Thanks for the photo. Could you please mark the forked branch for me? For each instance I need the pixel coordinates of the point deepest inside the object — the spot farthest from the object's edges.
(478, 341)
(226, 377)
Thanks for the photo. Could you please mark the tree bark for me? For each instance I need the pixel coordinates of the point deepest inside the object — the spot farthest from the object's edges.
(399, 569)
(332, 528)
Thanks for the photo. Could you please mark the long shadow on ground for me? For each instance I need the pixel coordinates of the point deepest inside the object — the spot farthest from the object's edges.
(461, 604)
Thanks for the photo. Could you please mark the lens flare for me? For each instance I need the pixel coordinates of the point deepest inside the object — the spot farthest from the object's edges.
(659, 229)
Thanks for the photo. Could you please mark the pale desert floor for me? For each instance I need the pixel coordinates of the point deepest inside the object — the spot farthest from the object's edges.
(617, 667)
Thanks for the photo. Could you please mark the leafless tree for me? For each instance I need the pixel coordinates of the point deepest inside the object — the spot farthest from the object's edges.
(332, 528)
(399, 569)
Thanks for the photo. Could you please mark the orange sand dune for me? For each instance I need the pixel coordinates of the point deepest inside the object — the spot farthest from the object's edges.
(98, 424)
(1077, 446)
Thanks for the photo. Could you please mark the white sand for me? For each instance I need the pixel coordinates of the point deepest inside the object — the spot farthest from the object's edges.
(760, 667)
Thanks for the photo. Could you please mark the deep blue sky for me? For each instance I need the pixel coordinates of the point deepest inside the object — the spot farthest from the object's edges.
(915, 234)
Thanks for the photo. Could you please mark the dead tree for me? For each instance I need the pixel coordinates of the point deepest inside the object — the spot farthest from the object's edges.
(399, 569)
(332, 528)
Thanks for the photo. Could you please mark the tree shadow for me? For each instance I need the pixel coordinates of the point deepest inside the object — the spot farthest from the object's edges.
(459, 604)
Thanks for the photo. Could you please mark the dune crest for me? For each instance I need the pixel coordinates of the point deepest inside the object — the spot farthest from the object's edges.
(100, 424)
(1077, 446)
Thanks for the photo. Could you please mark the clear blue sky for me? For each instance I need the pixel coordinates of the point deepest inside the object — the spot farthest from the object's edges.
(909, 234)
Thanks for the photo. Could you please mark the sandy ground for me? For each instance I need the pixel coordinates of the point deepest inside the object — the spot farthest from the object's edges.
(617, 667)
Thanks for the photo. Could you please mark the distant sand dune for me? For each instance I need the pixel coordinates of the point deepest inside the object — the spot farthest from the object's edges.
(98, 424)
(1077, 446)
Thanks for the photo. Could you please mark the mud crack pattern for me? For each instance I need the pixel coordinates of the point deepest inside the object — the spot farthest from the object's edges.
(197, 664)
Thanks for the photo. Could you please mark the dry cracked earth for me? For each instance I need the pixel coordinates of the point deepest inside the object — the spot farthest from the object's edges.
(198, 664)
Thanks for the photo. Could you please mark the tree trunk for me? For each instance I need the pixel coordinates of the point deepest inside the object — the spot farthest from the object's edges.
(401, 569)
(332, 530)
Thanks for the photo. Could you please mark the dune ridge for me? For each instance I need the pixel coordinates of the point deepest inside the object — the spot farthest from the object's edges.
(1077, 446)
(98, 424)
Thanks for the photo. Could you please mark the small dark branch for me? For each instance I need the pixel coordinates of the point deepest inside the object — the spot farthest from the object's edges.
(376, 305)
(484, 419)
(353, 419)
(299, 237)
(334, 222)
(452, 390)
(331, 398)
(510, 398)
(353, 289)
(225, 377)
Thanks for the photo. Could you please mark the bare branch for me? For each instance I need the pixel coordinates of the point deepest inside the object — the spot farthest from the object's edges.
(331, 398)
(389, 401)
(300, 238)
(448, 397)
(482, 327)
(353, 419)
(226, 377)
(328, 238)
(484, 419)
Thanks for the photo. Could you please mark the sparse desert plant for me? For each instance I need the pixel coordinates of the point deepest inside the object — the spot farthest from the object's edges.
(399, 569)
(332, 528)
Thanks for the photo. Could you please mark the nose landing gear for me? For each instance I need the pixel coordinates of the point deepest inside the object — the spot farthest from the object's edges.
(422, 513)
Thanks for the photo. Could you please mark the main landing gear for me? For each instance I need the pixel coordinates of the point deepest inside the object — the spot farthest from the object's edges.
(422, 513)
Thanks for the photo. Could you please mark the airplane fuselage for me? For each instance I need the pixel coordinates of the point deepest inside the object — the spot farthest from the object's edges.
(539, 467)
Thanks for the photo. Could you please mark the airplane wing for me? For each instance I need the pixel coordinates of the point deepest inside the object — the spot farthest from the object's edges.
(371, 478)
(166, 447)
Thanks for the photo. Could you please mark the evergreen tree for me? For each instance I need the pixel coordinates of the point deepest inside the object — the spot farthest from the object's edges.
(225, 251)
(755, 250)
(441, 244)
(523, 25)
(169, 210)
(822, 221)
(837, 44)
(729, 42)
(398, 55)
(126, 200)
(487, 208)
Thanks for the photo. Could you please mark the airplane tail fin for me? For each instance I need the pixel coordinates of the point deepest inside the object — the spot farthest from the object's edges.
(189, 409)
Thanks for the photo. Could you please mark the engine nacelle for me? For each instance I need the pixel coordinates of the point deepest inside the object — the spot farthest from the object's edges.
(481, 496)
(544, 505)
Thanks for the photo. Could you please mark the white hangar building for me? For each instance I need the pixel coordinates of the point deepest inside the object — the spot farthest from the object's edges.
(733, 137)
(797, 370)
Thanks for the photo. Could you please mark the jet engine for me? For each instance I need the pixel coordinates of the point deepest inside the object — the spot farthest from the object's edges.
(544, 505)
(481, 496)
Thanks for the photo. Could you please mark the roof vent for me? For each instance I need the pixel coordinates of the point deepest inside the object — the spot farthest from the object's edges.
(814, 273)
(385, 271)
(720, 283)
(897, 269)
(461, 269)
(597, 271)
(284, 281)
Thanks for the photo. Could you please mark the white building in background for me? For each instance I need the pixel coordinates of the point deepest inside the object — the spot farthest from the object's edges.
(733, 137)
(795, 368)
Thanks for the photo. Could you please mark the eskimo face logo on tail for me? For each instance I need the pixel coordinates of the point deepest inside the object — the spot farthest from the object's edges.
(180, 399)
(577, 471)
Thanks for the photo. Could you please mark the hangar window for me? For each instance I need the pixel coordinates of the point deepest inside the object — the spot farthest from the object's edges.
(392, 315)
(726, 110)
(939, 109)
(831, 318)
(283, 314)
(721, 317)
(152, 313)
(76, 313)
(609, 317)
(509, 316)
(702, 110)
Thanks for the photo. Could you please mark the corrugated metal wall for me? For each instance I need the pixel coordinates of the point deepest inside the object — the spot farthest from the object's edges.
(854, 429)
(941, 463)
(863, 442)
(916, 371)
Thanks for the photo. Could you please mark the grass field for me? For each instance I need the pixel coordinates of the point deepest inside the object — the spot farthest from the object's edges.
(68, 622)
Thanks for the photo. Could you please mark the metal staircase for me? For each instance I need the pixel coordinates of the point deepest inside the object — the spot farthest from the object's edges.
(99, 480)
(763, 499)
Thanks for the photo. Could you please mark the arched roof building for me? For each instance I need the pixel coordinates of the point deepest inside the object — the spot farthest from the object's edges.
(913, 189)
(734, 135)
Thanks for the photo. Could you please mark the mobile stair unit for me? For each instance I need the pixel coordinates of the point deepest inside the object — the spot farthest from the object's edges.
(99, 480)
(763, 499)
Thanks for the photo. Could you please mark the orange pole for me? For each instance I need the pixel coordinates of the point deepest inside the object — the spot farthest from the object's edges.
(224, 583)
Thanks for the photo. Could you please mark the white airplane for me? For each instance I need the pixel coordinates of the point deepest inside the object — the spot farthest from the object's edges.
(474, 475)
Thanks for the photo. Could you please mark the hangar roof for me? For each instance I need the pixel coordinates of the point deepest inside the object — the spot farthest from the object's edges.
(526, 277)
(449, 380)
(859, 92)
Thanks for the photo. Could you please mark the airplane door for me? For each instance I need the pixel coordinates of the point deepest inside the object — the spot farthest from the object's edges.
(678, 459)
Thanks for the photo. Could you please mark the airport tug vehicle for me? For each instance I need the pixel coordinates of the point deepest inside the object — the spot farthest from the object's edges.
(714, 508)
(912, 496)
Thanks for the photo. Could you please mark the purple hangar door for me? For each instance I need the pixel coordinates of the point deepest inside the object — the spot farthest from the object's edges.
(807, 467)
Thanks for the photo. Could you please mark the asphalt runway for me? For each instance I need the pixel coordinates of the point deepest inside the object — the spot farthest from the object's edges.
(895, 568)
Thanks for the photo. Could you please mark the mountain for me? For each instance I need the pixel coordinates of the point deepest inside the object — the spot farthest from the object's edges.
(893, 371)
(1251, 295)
----
YOUR TASK: Copy out exactly the lines between the line with "Thanks for the photo. Could you please mark the airplane door" and the last line of the entries, counting both of those lines.

WRITTEN RESPONSE:
Thanks for the photo. Could you please mark the airplane door for me? For each instance I need the pixel coordinates of the point deepest inside the object — the spot farthest from the object's edges.
(678, 459)
Thanks for the photo. Could you please mark the airport tug vehicle for me? For each instance I need the pixel coordinates of the point deepest inside the object — the spot farthest from the object's edges.
(714, 508)
(912, 496)
Thanks for the photo. Could you please mark the purple hangar door for me? For each instance I need the pixel coordinates of the point deepest inside the object — the spot farthest from the object's edges.
(807, 467)
Thanks for the photo. Could you please mark the asphalt runway for me? For each instance I need the pixel coordinates of the point deepest inside the object — the spot farthest from the object's edges.
(895, 568)
Thanks for the photo. Could you please mark the mountain for me? For each instance I need the pixel coordinates of the point deepest inside the object — the spot farthest from the object's edges.
(893, 371)
(1251, 295)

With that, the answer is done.